> Consigne:
Répondez à ces questions sur l'extrait consacré au match Argentine–Italie :
1. Quel joueur a été expulsé, et à quelle minute ?
2. Quelle tentative Goycochea repousse-t-il lors des tirs au but ?
3. Quels joueurs seront suspendus contre l'Allemagne ?

> Extrait du document:
Là encore, il casse le moral de la Squadra qui a tout fait pour l’abattre et il rend dingue le public italien qui le conspue de plus belle. À 10 contre 11 (expulsion de Giusti à la 103e), l’Albiceleste tient bon en prolongation (1-1) et déboule pour les tirs au but avec la foi inébranlable en Goycochea. Et Sergio repousse la tentative de Roberto Donadoni ! À 3-3, c’est au tour de Dieguito… Il donne tranquillos l’avantage aux siens d’un ras de terre au milieu qui trompe Walter Zenga : 4-3 ! C’est son premier « but » de la compète. Et là, le rusé Diego explose de joie, courant bras en l’air et sourire extatique, se jeter dans les bras d’un des soigneurs ! Il sait que la série n’est pas finie, mais il fait tout comme. Histoire de bien déstabiliser le prochain tireur italien, Aldo Serena… qui rate ! Goycochea s’est superbement détendu. Quatre ans après Mexico, l’Argentine est à nouveau en finale. Mais à quel prix ! Diego s’est encore enquillé 120 minutes non stop, comme face aux Yougos. Caniggia, Batista, Olarticotchea et Giusti seront suspendus contre l’Allemagne, qualifiée le lendemain à Turin contre l’Angleterre sur le même score qu’à Naples. Et puis Maradona sombre un peu plus dans sa parano habituelle, convaincu que l’Italie va lui faire payer cette élimination. Avant la finale, un incident le persuadera de cette vilénie, racontera A. Juillard. Son frangin Lalo ayant emprunté une Ferrari, mais sans les papiers du véhicule, se fait serrer par les carabiniers. Ils se rendent direct à Trigoria pour régler l’affaire avec Diego. La confrontation dégénère en insultes et en gnons, provoquant un scandale monstre en Italie.

> Informations extraites:
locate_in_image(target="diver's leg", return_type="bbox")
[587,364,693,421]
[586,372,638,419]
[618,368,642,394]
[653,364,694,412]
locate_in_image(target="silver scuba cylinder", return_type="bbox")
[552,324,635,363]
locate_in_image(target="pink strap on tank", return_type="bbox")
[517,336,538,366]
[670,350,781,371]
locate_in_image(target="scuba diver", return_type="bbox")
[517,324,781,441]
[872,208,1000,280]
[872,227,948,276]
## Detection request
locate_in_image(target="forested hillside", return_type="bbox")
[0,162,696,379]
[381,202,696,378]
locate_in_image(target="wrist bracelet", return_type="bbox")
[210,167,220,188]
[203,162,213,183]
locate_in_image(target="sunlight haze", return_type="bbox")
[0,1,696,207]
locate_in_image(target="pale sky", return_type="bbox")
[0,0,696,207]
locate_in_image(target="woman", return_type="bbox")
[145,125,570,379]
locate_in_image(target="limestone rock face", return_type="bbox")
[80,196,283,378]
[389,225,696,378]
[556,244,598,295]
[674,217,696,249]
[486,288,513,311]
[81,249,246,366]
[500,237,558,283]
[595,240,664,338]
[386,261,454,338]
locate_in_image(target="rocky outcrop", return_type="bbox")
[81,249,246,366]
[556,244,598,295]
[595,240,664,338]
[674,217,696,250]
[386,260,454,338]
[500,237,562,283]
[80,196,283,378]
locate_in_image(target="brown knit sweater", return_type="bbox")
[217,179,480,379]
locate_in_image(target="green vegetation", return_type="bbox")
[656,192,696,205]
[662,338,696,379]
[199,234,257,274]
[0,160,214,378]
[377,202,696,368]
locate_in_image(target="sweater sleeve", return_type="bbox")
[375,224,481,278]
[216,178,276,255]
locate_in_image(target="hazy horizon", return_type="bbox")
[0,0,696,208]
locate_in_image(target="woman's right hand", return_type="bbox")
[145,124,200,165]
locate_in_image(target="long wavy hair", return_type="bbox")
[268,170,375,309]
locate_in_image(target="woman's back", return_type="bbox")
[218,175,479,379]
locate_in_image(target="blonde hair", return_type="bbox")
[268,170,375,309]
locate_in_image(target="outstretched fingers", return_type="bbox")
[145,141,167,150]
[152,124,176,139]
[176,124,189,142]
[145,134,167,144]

> Réponse:
1. Giusti, à la 103e minute.
2. Celle de Roberto Donadoni.
3. Caniggia, Batista, Olarticotchea et Giusti.